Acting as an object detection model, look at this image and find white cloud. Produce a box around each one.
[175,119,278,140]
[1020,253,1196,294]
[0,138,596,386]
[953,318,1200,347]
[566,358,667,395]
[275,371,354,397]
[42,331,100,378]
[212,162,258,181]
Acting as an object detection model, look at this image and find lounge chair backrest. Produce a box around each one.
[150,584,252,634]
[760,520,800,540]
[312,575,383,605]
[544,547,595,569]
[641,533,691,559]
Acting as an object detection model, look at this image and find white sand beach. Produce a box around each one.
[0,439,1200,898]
══════════
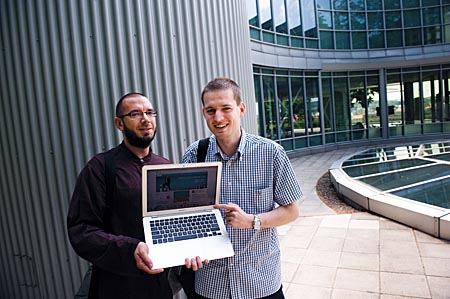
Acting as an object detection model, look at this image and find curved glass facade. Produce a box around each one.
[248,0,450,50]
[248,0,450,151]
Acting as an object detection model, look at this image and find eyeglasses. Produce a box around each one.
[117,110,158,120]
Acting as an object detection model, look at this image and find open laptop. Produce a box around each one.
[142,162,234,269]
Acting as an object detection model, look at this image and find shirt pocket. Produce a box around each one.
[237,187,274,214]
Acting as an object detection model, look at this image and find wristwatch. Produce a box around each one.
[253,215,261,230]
══════════
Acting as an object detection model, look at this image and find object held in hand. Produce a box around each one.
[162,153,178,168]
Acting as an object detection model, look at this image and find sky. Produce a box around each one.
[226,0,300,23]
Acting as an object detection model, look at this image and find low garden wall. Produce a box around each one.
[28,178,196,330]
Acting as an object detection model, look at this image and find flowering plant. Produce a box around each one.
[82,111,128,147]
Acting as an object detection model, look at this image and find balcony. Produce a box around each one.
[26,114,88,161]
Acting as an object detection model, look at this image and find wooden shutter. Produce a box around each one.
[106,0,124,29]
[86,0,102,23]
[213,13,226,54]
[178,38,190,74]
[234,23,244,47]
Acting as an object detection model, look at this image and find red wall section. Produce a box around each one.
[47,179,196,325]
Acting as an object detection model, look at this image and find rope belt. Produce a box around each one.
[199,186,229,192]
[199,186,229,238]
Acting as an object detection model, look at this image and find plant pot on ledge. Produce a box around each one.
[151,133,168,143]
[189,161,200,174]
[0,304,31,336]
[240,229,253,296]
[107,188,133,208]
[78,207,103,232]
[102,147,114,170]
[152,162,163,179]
══════════
- _Given task_
Write out the material verbatim, from the line with "cloud. Produce a box around each one." up to and including the line with "[641,533,691,559]".

- _The completed task_
Acting as an object detection model, look at this image and find white cloud. Produce a box around each one.
[175,119,278,140]
[1020,253,1196,294]
[0,138,596,386]
[953,318,1200,347]
[566,358,667,395]
[275,371,354,397]
[42,331,100,378]
[212,162,258,181]
Acting as an object detection model, look at this image and find lounge chair backrest. Produce a box around each one.
[150,584,252,634]
[760,520,800,540]
[312,575,383,605]
[544,547,595,569]
[641,533,691,559]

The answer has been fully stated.